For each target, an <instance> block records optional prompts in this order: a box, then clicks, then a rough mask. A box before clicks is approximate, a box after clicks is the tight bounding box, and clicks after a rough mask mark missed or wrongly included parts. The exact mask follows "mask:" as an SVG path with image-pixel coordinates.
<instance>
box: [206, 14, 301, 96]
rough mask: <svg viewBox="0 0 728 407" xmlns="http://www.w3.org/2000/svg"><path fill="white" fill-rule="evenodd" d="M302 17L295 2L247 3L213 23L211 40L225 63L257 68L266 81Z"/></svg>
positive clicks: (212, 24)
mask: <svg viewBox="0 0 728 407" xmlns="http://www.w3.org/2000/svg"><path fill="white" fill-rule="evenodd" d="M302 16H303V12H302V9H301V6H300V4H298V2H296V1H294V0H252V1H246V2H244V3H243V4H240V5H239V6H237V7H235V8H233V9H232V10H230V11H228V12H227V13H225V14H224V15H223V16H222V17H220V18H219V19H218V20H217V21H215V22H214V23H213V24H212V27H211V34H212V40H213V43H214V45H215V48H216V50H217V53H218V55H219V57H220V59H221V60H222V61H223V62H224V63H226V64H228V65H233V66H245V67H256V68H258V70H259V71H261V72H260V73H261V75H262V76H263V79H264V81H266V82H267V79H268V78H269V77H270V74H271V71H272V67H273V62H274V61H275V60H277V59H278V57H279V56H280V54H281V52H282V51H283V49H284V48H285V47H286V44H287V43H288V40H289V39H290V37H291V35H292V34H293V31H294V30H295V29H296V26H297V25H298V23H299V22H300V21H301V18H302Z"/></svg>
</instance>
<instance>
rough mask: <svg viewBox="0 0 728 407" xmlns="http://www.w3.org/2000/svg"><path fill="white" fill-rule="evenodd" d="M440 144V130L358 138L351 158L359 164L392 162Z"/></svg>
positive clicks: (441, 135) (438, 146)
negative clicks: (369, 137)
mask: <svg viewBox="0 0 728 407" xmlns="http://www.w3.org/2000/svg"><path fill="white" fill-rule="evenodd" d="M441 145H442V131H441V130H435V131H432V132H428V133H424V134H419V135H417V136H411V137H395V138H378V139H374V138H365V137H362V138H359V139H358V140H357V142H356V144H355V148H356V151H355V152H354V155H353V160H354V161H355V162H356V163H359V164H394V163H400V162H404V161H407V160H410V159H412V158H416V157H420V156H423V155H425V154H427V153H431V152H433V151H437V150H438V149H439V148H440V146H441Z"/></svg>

==

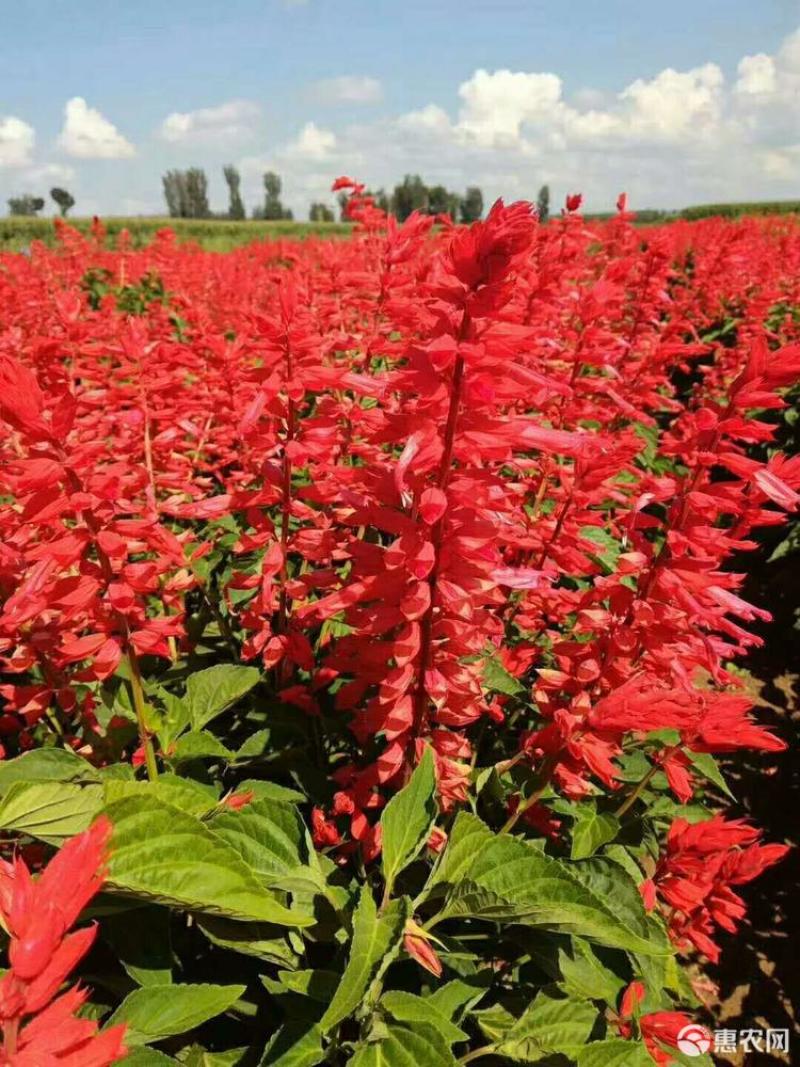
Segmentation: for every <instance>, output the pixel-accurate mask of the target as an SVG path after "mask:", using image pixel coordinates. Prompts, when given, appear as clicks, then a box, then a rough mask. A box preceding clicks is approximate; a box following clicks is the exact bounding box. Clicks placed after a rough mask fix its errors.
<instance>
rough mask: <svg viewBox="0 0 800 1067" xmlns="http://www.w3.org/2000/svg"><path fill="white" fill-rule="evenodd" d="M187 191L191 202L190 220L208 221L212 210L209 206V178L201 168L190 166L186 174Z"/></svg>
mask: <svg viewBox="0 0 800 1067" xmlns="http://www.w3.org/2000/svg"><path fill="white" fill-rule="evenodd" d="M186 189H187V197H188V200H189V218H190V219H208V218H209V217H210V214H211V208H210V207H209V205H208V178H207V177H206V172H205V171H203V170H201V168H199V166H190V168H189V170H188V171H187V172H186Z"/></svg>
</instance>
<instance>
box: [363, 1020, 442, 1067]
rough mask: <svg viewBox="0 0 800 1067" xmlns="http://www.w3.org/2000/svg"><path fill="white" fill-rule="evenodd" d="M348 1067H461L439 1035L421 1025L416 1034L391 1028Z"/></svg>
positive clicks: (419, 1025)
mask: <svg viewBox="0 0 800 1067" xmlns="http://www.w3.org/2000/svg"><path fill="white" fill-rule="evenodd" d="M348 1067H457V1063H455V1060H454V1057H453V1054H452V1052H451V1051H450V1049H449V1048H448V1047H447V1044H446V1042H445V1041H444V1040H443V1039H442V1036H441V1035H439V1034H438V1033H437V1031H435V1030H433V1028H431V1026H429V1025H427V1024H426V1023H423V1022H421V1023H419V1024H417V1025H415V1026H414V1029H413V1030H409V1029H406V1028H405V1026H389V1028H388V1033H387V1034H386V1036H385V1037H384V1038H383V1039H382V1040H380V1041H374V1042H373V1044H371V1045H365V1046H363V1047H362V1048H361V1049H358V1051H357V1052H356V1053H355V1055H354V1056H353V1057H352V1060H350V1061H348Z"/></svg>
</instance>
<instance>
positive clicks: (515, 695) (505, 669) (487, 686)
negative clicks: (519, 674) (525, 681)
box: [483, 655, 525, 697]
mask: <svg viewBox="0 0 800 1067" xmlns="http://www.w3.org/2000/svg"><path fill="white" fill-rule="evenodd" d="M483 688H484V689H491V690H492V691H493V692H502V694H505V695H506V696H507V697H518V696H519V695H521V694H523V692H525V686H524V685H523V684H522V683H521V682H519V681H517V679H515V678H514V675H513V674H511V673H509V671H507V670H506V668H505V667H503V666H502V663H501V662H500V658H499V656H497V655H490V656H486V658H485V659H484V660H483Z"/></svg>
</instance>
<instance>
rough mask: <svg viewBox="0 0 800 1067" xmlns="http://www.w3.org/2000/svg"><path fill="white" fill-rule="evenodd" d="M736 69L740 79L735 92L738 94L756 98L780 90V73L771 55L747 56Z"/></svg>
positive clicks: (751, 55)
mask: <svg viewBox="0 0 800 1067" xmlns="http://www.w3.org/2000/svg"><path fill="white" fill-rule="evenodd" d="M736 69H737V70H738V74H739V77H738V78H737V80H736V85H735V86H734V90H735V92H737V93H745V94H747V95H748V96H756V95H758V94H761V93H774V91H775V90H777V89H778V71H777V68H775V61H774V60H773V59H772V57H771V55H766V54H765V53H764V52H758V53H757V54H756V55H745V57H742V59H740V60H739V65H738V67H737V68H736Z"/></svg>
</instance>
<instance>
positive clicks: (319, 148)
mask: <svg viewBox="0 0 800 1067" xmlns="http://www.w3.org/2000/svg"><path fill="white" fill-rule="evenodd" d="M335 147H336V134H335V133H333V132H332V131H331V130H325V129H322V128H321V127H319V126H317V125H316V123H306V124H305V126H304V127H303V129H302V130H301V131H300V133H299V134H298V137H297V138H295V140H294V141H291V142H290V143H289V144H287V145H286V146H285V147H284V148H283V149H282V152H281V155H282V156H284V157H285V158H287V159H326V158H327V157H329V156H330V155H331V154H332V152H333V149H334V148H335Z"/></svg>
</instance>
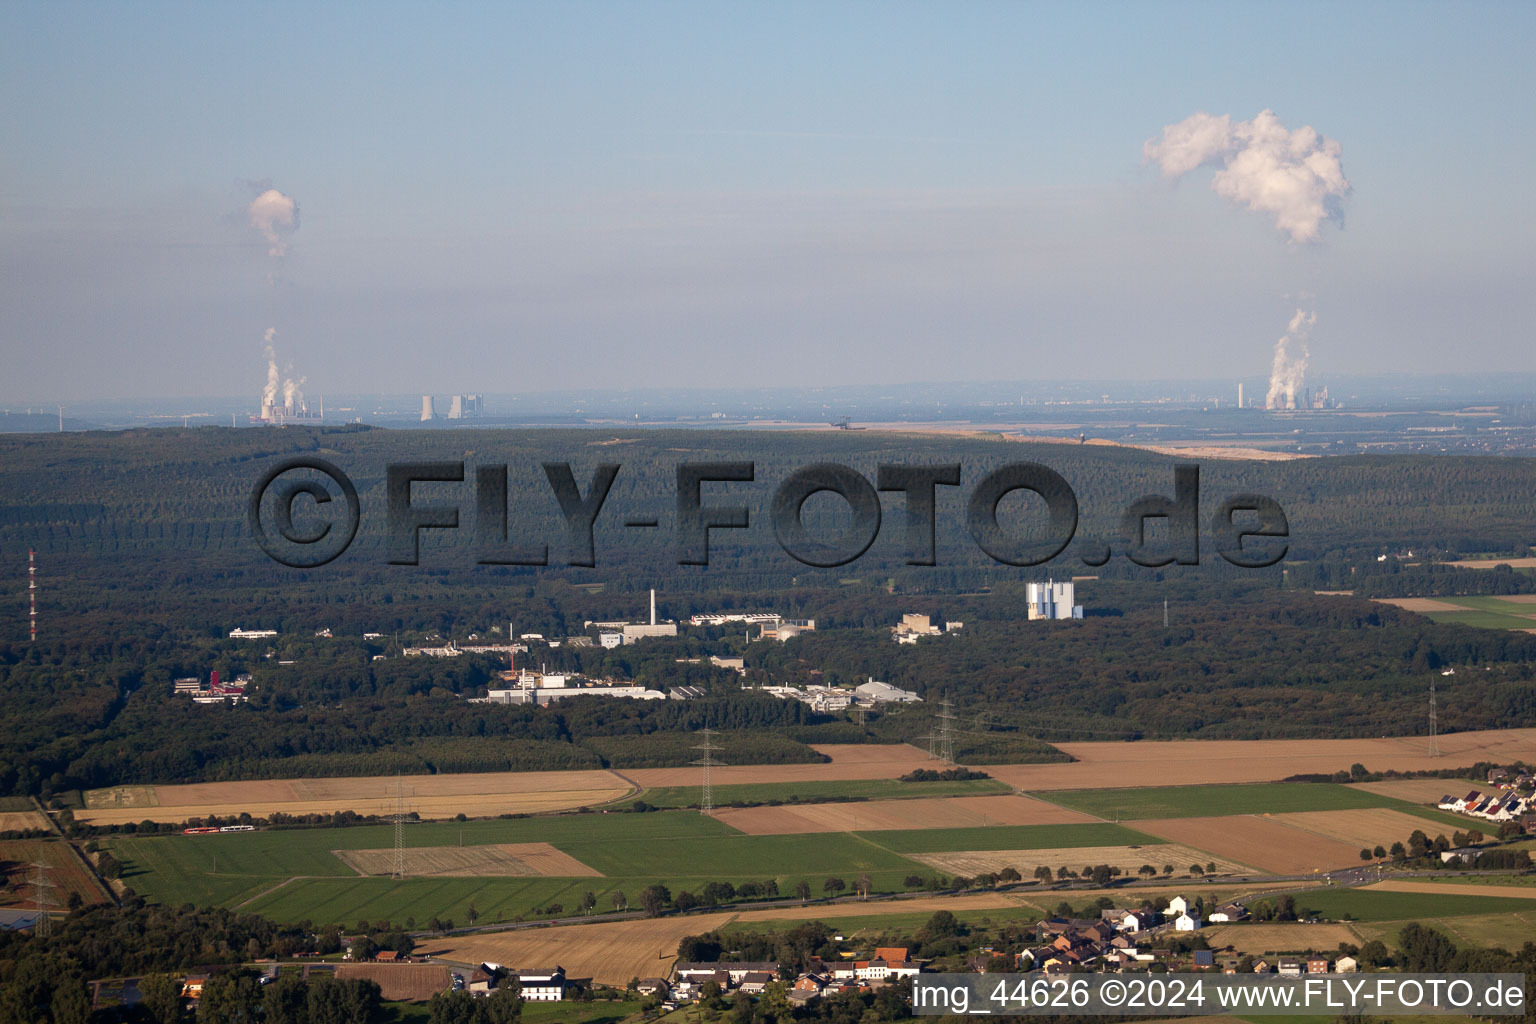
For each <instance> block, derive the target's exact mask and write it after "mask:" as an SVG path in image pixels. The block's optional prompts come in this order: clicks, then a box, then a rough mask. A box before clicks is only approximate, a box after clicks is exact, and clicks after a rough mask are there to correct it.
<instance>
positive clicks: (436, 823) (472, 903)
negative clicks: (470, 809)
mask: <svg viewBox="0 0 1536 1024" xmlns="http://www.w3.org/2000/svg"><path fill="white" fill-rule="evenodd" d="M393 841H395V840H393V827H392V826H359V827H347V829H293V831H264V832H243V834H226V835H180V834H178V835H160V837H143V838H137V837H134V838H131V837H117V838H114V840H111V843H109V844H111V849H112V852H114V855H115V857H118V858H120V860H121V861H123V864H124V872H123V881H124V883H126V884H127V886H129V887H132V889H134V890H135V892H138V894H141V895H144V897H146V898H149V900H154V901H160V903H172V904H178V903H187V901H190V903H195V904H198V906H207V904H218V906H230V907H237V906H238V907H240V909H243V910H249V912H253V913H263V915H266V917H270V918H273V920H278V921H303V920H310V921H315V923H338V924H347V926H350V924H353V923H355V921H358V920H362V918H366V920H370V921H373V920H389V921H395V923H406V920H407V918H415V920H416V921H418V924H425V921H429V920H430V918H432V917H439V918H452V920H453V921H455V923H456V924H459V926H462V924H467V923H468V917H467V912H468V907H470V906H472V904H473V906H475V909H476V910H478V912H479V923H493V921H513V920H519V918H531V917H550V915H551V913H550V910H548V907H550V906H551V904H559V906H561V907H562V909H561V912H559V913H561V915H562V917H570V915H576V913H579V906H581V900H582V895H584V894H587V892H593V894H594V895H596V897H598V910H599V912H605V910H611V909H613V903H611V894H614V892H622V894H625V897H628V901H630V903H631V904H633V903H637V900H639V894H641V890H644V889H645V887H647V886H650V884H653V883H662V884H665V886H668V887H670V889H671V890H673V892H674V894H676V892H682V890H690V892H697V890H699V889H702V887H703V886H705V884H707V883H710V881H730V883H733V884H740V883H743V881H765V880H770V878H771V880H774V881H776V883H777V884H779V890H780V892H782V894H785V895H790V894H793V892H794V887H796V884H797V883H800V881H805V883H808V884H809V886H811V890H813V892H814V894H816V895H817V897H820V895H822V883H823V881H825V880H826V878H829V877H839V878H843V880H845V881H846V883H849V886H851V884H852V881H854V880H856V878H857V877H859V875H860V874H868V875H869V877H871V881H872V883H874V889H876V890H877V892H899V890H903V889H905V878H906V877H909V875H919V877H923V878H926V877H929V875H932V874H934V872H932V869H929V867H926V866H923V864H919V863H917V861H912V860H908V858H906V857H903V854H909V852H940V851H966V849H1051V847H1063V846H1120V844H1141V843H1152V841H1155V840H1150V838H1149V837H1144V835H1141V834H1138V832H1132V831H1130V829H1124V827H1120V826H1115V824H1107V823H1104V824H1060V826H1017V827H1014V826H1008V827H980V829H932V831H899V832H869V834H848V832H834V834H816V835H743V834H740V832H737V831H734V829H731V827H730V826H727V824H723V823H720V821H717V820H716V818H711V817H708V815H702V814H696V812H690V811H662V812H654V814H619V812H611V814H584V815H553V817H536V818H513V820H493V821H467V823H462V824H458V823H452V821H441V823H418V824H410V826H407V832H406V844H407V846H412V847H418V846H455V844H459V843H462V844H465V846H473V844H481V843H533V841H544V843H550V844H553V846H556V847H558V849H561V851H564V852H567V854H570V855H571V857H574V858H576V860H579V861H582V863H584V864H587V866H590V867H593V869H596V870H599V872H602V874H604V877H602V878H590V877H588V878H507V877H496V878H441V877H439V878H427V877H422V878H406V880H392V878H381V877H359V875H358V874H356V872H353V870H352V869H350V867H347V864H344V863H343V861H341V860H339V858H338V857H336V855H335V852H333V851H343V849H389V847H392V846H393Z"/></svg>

---

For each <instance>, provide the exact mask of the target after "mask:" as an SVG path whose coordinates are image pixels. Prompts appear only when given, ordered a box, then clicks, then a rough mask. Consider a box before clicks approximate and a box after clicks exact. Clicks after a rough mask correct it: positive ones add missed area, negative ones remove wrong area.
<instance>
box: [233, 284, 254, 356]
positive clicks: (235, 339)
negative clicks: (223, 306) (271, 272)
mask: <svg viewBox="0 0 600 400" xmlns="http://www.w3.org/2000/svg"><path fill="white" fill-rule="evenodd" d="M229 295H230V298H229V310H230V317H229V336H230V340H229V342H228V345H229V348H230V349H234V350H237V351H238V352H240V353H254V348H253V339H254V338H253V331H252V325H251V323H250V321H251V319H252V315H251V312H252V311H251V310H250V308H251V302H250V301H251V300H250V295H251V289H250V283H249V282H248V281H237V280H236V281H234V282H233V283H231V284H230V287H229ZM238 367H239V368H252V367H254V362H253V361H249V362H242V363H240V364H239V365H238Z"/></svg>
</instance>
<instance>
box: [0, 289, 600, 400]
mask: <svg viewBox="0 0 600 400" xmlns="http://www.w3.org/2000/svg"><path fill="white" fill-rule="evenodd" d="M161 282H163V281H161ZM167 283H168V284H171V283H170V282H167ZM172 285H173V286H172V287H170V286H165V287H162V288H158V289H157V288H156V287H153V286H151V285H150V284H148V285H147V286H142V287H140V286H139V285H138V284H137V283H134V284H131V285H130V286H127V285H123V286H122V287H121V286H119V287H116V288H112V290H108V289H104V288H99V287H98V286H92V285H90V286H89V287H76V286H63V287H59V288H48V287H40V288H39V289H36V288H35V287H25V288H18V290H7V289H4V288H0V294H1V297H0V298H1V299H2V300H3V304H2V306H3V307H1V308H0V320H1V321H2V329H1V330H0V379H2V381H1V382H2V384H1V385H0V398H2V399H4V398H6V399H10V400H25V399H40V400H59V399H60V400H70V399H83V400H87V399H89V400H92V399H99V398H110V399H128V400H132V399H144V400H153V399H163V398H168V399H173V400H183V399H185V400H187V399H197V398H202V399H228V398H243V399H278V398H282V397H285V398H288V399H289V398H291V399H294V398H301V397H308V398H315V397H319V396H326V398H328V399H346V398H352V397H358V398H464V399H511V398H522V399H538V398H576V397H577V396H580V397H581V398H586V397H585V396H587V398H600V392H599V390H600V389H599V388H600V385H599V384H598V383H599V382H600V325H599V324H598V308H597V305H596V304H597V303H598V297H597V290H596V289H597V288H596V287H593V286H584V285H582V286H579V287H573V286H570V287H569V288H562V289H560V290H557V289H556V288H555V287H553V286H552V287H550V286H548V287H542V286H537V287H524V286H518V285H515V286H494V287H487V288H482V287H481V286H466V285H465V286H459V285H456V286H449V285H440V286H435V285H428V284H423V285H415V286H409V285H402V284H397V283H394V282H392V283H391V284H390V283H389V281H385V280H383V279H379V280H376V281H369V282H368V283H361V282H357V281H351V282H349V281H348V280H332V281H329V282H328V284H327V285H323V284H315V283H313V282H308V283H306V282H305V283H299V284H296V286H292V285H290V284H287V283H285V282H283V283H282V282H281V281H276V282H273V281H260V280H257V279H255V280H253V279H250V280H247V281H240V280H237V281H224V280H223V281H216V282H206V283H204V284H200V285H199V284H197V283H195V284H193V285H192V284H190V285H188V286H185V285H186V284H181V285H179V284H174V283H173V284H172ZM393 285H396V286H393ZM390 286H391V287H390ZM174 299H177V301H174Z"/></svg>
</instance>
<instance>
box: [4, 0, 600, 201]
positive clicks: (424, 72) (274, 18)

- **Activity**:
All lines above from the one with "Segmentation: for every" to the one with "1067H461L439 1035L421 1025L416", inclusive, should be copied exactly, and no other lines.

- **Finished exercise**:
Segmentation: for every <instance>, output the pixel-accurate mask of the target as an SVG path after "mask:", using image pixel coordinates. Prompts, when given, appear as clicks, then a box, then a rough mask. A box preceding clicks is approximate; a box following clicks is the exact bounding box. Clicks placed after a rough mask fix its errors.
<instance>
rough mask: <svg viewBox="0 0 800 1067" xmlns="http://www.w3.org/2000/svg"><path fill="white" fill-rule="evenodd" d="M187 191L191 202L190 220L208 221L212 210L209 206V178L201 168L190 166L186 174Z"/></svg>
mask: <svg viewBox="0 0 800 1067" xmlns="http://www.w3.org/2000/svg"><path fill="white" fill-rule="evenodd" d="M186 189H187V197H188V200H189V218H190V219H208V218H209V217H210V214H211V208H210V207H209V205H208V178H207V177H206V172H205V171H203V170H201V168H199V166H190V168H189V170H188V171H187V172H186Z"/></svg>
</instance>
<instance>
box: [363, 1020, 442, 1067]
rough mask: <svg viewBox="0 0 800 1067" xmlns="http://www.w3.org/2000/svg"><path fill="white" fill-rule="evenodd" d="M348 1067H461L439 1035L421 1025L416 1034L391 1028Z"/></svg>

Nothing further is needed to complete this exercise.